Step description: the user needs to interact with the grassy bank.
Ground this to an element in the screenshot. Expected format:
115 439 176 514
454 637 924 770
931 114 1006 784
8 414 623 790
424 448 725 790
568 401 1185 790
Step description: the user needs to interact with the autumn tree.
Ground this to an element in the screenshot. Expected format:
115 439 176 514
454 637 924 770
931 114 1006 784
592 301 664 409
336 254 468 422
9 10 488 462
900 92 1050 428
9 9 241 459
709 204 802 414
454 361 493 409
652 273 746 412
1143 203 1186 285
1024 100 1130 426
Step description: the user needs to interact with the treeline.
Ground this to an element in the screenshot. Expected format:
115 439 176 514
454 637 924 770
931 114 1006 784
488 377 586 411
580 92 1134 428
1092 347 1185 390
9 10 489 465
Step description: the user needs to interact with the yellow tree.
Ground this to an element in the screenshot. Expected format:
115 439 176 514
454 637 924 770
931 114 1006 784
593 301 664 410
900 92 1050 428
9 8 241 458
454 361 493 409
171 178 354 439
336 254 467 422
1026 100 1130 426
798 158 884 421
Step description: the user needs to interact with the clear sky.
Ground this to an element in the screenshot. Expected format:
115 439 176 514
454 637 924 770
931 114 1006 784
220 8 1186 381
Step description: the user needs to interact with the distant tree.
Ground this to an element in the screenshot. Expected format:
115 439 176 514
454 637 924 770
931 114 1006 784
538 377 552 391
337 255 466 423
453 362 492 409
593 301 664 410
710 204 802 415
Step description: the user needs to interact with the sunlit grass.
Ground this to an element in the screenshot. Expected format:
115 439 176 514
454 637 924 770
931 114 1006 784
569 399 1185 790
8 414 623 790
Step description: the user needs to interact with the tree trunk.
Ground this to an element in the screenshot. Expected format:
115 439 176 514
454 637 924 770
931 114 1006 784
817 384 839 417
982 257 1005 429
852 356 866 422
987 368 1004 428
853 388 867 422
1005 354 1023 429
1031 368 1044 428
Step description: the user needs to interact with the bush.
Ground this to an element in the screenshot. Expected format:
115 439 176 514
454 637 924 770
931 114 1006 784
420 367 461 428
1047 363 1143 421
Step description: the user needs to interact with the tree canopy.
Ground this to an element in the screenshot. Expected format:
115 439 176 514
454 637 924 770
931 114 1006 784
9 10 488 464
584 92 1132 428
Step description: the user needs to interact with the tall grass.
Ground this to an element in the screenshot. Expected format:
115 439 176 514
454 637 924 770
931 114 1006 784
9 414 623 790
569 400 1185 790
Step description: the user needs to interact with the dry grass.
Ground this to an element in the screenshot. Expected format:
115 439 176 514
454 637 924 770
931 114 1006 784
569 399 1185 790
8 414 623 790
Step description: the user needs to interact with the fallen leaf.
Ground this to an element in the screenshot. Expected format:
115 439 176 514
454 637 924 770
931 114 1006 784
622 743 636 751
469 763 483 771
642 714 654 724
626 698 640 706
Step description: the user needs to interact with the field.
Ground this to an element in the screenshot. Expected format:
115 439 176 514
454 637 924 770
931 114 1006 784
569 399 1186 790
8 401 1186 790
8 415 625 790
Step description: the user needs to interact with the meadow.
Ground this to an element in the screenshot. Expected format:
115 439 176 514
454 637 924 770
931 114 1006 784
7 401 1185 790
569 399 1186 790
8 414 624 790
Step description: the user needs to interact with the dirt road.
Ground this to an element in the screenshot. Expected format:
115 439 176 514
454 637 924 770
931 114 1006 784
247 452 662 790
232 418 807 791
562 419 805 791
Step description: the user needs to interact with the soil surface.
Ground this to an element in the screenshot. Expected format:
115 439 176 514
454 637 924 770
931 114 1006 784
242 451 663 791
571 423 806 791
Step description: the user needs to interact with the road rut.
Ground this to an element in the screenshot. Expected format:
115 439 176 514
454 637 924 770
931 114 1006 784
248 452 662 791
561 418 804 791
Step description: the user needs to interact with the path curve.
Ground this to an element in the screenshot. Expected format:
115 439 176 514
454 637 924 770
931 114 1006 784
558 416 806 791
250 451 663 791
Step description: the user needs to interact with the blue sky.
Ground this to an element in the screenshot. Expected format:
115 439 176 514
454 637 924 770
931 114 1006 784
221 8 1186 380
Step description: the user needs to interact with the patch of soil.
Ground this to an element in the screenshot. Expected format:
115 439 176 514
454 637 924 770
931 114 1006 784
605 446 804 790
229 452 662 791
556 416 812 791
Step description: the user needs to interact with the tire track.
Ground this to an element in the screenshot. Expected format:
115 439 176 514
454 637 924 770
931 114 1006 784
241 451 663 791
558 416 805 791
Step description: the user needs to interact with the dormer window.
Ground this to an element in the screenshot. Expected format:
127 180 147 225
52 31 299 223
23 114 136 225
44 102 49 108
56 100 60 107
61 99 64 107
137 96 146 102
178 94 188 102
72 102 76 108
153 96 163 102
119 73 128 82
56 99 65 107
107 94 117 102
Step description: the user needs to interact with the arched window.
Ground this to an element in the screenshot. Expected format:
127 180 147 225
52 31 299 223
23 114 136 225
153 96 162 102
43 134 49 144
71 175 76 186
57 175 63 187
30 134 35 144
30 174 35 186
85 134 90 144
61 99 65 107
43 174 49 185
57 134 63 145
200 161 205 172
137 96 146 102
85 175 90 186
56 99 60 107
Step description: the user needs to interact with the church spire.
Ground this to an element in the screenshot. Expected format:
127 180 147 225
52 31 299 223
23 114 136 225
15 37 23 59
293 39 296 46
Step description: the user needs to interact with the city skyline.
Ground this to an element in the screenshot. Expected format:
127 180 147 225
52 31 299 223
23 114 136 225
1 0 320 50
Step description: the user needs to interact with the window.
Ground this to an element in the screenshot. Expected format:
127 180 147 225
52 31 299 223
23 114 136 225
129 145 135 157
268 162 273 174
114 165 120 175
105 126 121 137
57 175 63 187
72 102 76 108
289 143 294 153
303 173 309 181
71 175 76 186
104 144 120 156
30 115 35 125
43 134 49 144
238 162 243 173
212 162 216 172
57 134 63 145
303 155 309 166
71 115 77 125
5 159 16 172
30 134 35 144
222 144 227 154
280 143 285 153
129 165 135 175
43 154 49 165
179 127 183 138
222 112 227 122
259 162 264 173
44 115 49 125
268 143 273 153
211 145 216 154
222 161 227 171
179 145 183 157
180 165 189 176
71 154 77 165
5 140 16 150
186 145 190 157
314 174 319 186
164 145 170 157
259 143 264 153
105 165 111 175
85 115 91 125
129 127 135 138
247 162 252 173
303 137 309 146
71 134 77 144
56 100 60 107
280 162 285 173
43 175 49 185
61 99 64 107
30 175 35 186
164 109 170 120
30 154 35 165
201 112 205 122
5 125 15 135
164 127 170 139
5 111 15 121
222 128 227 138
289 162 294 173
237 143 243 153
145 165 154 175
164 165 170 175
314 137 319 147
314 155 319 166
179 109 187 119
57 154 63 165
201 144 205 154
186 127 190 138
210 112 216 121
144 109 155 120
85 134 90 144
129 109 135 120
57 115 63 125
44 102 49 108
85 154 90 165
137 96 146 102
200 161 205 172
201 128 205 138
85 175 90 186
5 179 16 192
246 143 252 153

* * * *

■ PROBLEM REQUIREMENTS ■
Lines in the listing above that hold the string "soil" need counting. Please reply with the total only.

■ RESULT ■
2